Turn the entries below into a numbered list, with blank lines dropped and the pictures left out.
########################################
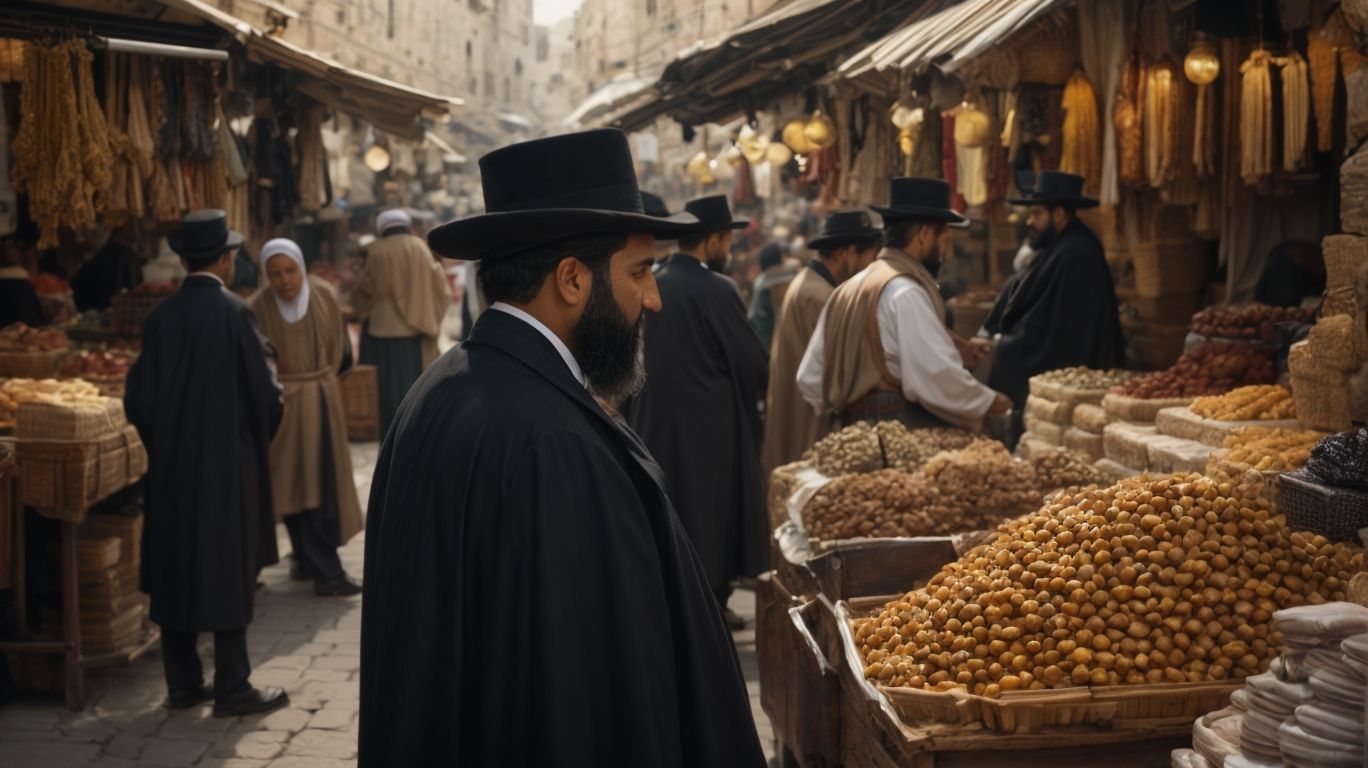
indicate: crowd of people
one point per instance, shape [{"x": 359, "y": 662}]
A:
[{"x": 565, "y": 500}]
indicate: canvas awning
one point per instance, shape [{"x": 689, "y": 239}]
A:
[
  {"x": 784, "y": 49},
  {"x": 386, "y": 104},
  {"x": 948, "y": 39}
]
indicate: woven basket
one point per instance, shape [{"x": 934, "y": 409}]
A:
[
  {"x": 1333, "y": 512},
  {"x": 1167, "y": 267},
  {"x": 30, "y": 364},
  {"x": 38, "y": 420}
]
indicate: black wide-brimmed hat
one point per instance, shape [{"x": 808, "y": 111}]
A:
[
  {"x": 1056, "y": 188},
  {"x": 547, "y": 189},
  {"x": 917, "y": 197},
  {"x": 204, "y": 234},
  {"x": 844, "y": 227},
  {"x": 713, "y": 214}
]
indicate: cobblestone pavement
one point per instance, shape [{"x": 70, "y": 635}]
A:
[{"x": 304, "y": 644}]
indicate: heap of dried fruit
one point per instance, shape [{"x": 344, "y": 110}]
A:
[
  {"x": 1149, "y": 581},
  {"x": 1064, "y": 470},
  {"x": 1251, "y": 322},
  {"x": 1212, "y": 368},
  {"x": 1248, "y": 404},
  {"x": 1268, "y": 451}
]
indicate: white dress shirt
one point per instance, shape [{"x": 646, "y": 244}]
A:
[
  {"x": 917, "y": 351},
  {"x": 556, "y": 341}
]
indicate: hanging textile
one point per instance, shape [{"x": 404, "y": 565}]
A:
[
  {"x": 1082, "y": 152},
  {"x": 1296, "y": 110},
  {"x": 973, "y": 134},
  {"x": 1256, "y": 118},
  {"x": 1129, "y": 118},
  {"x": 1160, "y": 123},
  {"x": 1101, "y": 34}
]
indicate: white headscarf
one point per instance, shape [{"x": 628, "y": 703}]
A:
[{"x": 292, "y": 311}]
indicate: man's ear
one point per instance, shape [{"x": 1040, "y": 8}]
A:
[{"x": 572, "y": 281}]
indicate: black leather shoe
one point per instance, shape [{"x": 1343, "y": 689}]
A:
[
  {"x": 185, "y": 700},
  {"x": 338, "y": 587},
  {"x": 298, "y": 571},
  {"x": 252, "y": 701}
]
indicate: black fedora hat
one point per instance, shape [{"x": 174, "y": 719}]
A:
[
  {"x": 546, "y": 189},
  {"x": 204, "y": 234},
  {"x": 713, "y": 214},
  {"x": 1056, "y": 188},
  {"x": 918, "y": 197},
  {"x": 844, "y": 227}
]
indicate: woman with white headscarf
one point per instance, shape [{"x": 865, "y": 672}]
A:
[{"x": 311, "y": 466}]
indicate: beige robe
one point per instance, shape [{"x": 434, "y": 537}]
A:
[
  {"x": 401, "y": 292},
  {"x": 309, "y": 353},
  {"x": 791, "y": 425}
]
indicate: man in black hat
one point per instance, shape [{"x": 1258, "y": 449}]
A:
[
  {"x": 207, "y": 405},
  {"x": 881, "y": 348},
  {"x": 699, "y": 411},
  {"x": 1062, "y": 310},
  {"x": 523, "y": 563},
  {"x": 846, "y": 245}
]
########################################
_Task solution_
1. indicate: crowd of people
2. one point per instance, shape [{"x": 359, "y": 662}]
3. A:
4. [{"x": 565, "y": 500}]
5. indicate: canvas awning
6. one point per instance, shape [{"x": 689, "y": 239}]
7. A:
8. [
9.   {"x": 784, "y": 49},
10.   {"x": 386, "y": 104},
11.   {"x": 948, "y": 39}
12. ]
13. indicate: woven basket
14. one point per instance, shape [{"x": 934, "y": 409}]
15. A:
16. [
17.   {"x": 1333, "y": 512},
18.   {"x": 1167, "y": 267},
19.   {"x": 30, "y": 364},
20.   {"x": 38, "y": 420}
21. ]
22. indicate: black wide-brimmed hat
23. one point per instance, shape [{"x": 808, "y": 111}]
24. A:
25. [
26.   {"x": 1056, "y": 188},
27.   {"x": 547, "y": 189},
28.   {"x": 917, "y": 197},
29.   {"x": 204, "y": 234},
30.   {"x": 844, "y": 227},
31.   {"x": 713, "y": 214}
32. ]
33. indicate: cobblestone pavement
34. one point per instance, shape [{"x": 70, "y": 635}]
35. A:
36. [{"x": 304, "y": 644}]
37. indicate: heap of dried fruit
38. one point per instance, shape [{"x": 344, "y": 110}]
39. A:
40. [
41.   {"x": 1149, "y": 581},
42.   {"x": 1064, "y": 470},
43.   {"x": 1251, "y": 322},
44.   {"x": 1212, "y": 368},
45.   {"x": 1248, "y": 404},
46.   {"x": 1268, "y": 451}
47. ]
48. indicate: white dress shirt
49. one point per instance, shape [{"x": 646, "y": 244}]
50. A:
51. [
52.   {"x": 917, "y": 351},
53.   {"x": 556, "y": 341}
54. ]
55. indicate: hanging textile
56. one point per instance, shape [{"x": 404, "y": 565}]
57. A:
58. [
59.   {"x": 1082, "y": 152},
60.   {"x": 1296, "y": 110},
61.   {"x": 973, "y": 134},
62.   {"x": 1256, "y": 118},
63.   {"x": 1129, "y": 118},
64.   {"x": 1160, "y": 123},
65.   {"x": 1101, "y": 34}
66. ]
67. indicate: white headscarf
68. one point per instance, shape [{"x": 628, "y": 703}]
69. A:
70. [{"x": 292, "y": 311}]
71. indicate: man's ear
72. one point per instance, shape [{"x": 1040, "y": 8}]
73. A:
74. [{"x": 572, "y": 281}]
75. indicate: black leather shoe
76. one point per instance, shape [{"x": 1343, "y": 689}]
77. A:
78. [
79.   {"x": 185, "y": 700},
80.   {"x": 338, "y": 587},
81.   {"x": 298, "y": 571},
82.   {"x": 252, "y": 701}
83. ]
84. indicate: black fedora hat
85. one point per instance, shape [{"x": 174, "y": 719}]
86. A:
87. [
88.   {"x": 546, "y": 189},
89.   {"x": 204, "y": 234},
90.   {"x": 713, "y": 214},
91.   {"x": 1056, "y": 188},
92.   {"x": 918, "y": 197},
93.   {"x": 844, "y": 227}
94. ]
95. indicate: woman with white headscarf
96. one point per instance, shape [{"x": 865, "y": 672}]
97. A:
98. [{"x": 311, "y": 466}]
99. indicate: beige robe
100. one point per instance, shape [{"x": 434, "y": 537}]
101. A:
102. [
103.   {"x": 401, "y": 292},
104.   {"x": 309, "y": 353},
105.   {"x": 791, "y": 425}
106. ]
107. indicate: man in black hat
108. one point per instance, shape [{"x": 1258, "y": 449}]
109. A:
110. [
111.   {"x": 207, "y": 405},
112.   {"x": 881, "y": 348},
113.   {"x": 699, "y": 411},
114.   {"x": 1062, "y": 310},
115.   {"x": 523, "y": 563},
116.   {"x": 846, "y": 245}
117. ]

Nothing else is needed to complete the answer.